Saved entries
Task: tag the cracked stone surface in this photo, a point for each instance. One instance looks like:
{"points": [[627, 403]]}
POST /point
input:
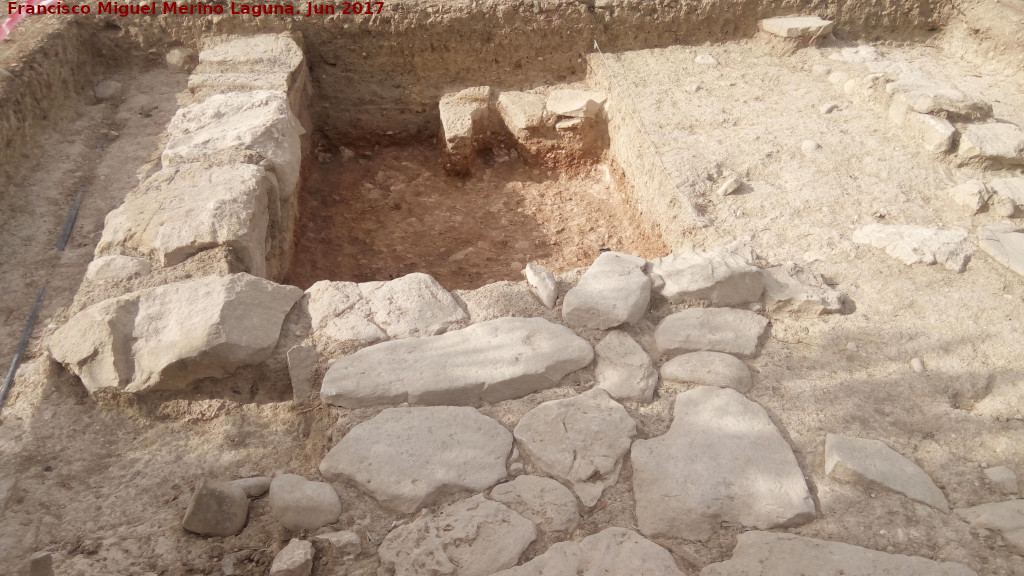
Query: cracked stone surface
{"points": [[409, 457], [722, 460], [579, 441]]}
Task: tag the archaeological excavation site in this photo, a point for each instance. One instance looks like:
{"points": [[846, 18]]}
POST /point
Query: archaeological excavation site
{"points": [[513, 287]]}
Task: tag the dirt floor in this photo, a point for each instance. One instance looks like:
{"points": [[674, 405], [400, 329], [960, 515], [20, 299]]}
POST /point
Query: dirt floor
{"points": [[103, 483], [392, 211]]}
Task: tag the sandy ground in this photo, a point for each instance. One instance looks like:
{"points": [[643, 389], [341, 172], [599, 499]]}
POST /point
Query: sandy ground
{"points": [[103, 483]]}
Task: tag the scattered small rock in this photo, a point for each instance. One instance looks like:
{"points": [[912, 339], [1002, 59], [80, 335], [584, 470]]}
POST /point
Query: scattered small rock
{"points": [[872, 464], [217, 508], [302, 504], [294, 560]]}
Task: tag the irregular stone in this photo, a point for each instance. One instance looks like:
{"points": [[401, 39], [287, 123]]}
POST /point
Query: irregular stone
{"points": [[294, 560], [431, 452], [796, 290], [223, 127], [797, 27], [217, 508], [612, 291], [732, 331], [184, 209], [108, 89], [914, 244], [709, 369], [301, 366], [722, 460], [576, 104], [543, 283], [1004, 479], [463, 119], [492, 361], [1010, 188], [993, 142], [872, 464], [972, 194], [471, 537], [521, 112], [41, 564], [723, 278], [767, 553], [611, 551], [117, 268], [624, 369], [254, 487], [170, 336], [345, 542], [302, 504], [1005, 243], [180, 59], [579, 441], [1005, 518], [413, 305], [353, 330], [542, 500]]}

About this task — Count each line of the entries that holds the word "photo", then state the total and nothing more.

Reply to the task — 6